■ **Exercise**
Look through the listing below and report the lines that have the word "woman" in them.

*** Opening of Exercise input ***

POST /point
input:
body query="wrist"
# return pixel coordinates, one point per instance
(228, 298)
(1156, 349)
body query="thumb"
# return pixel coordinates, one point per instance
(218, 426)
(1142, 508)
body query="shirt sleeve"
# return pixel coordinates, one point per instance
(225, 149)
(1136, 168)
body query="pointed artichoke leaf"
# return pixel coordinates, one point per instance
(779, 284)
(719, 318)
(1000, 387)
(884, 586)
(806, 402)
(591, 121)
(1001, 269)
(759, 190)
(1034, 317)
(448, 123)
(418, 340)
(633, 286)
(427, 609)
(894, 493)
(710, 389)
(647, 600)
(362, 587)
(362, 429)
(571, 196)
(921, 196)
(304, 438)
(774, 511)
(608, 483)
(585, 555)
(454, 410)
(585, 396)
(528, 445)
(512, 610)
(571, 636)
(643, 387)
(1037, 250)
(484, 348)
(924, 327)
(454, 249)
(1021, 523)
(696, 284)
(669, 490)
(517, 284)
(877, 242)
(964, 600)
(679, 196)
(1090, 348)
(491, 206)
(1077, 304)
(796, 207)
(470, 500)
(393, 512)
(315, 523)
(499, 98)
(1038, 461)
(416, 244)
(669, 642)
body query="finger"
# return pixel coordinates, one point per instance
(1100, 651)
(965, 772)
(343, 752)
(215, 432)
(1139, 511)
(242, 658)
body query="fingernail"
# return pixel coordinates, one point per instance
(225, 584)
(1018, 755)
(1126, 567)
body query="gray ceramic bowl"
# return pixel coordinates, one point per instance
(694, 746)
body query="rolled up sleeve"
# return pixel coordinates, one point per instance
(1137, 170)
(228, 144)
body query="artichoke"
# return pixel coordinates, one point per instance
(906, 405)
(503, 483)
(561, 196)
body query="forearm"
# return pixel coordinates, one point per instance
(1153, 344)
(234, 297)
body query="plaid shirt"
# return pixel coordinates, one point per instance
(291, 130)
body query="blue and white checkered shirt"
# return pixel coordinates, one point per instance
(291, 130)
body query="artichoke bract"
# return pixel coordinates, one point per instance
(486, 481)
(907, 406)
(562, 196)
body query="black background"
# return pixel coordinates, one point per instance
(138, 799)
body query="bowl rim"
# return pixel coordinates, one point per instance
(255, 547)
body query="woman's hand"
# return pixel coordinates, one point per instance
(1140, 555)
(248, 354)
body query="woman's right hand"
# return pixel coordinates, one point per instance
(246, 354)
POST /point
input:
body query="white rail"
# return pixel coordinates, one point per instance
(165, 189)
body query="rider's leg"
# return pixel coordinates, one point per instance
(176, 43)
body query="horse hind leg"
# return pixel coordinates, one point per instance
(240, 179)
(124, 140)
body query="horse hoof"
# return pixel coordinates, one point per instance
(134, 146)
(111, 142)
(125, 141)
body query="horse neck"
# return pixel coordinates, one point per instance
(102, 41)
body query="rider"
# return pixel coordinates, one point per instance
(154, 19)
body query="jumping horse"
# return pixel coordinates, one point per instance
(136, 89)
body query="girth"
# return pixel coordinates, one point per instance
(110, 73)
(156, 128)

*** Close of Exercise input ***

■ **Written response**
body query="woman's hand"
body query="woman's right hand"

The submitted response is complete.